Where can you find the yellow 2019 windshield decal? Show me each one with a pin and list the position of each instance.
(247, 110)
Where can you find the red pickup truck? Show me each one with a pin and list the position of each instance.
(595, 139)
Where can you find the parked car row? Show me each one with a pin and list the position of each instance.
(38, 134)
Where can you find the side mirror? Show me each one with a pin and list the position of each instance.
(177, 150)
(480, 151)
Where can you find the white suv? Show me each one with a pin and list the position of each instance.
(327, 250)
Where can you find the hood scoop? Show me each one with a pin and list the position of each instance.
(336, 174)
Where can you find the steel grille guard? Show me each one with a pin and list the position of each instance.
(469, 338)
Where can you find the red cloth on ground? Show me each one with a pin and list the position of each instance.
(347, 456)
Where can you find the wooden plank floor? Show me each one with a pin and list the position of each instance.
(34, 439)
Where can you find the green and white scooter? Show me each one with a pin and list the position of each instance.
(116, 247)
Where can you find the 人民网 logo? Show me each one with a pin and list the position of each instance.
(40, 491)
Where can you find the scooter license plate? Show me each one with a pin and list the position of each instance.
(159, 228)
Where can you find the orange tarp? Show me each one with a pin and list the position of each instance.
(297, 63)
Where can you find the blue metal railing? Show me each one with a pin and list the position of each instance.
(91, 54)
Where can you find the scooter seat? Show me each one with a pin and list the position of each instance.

::::

Exercise goal. A reply that repeats all the data exactly is required.

Solution.
Where can you find the yellow 2019 windshield decal? Show me each one with a pin and list the position of each instance.
(247, 110)
Where can you find the red pickup truck? Show me each one with a pin and list the position of each instance.
(595, 139)
Where can you find the parked car row? Show me each one with a pin and list the position of each instance.
(38, 134)
Where can you find the side mirror? Show me each one with a pin and list the position of each instance.
(177, 150)
(480, 151)
Where can you find the white suv? Show me each one with a pin and list the position of each instance.
(327, 250)
Where can you find the hood scoop? Show me each one with a pin and list the position of each instance.
(336, 174)
Where can you find the steel grille guard? Show me each one with a pin and list the position of each instance.
(469, 338)
Where can you find the red cloth on ground? Show me each one with a pin and list the position of each instance.
(347, 456)
Where can you find the wooden plank floor? Show me each one with a pin and list the position of each instance.
(34, 439)
Where can you find the green and white scooter? Show me each one with a pin and list the position of each instance.
(116, 247)
Where can you find the 人民网 logo? Show me each one with a pin and list the position of each instance.
(40, 491)
Where can you find the scooter license plate? Show me each one with a pin and list the position of each instance.
(159, 228)
Where can you find the orange tarp? Show me each one with a pin and list the position of each instance.
(297, 63)
Where can you find the blue metal railing? Show me each one with a pin and list the position of each instance.
(91, 54)
Where can you find the scooter seat? Show me each one with a pin and list the position of each instance.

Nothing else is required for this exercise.